:: Task statement ::
In the mailing-list message about redhat-artwork, what example of a constraint does Matthias Clasen give?

:: Excerpted text ::

** START **

Why is redhat-artwork multi-lib?

seth vidal skvidal at linux.duke.edu
Mon Feb 12 16:27:32 UTC 2007


On Mon, 2007-02-12 at 11:26 -0500, Matthias Clasen wrote:
> seth vidal wrote:
> > On Mon, 2007-02-12 at 11:06 -0500, Jeremy Katz wrote:
> >   
> >> On Mon, 2007-02-12 at 11:06 -0500, seth vidal wrote:
> >>     
> >>> On Mon, 2007-02-12 at 10:29 -0500, Matthias Clasen wrote:
> >>>       
> >>>> I don't think it is particularly difficult, but there are a number of 
> >>>> constraints (like
> >>>> keeping all trademarked logos in a separate package). What we need 
> >>>> before making
> >>>> any decisions here is a summary of the current situation (what "artwork" 
> >>>> packages
> >>>> do we have, how do they interact, also wrt to derived distributions, 
> >>>> etc) and a list
> >>>> of goals for a reorganization. I'm sure interested community members can 
> >>>> take a
> >>>> whack at that.

** END **

:: Dataset extract ::
** START **

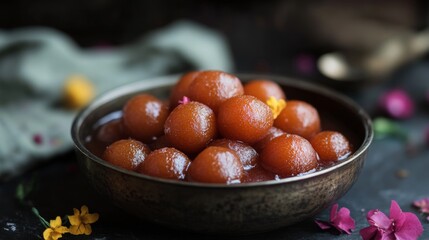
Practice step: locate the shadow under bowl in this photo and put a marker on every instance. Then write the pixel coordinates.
(227, 209)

** END **

:: Right answer ::
Keeping all trademarked logos in a separate package.